◆ What needs to be done ◆
List every date that appears in the passage on judicial independence in Sri Lanka.

◆ Text for analysis ◆
Continuing, it states that the 17th Amendment, enacted in October 2001, attempted to depoliticise a range of public institutions, including the judiciary, by establishing a constitutional council. The council limited the power of the president to make direct appointments to the courts and independent commissions.

In an article titled ‘Independent Judiciary and Rule of Law: Demolished in Sri Lanka’ by Rohini Hensman in the Economic and Political Weekly in March 2013, a critical and worrying analysis of the function and independence of the judiciary was made.

 

           Since one of the key impetuses of the General Election scheduled for 5 August is the need to introduce a new constitution, it is worthwhile that all political parties and citizens ponder the fundamental premise that underpins democratic governance: whether the three branches, the legislative, the executive, and the judiciary, or the trias politica model, has enshrined the separation of powers, and whether they are practiced in effect. If the country is to move forward on the democratic governance path, it should recognise where it has failed to practice this separation of powers, and incorporate the necessary ‘checks and balances’ to ensure they are practiced

 



Sarath Wijesinghe, a President’s Counsel, former BASL Secretary and former Ambassador to UAE and Israel writing in the Daily FT on 31 January 2019 stated: “Independence of the judiciary is the barometer of the computation of the democracy, and culture of a nation expecting justice and fair play for the resolution of their disputes from impartial and politically insulated independent judges appointed under the constitution.”

“It is a good sign that in Sri Lanka the Judiciary today is well-paid, remunerated, protected and looked after, respected, and has gained the confidence of the citizen, maintaining impartiality and trust of the litigants.” (Independence of the judiciary worldwide http://www.ft.lk/columns/Independence-of-the-judiciary-worldwide/4-671988).

◆ Data shown ◆
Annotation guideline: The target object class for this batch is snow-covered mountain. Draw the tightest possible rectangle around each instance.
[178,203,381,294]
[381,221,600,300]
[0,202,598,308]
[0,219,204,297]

◆ Result for this task ◆
October 2001
March 2013
5 August
31 January 2019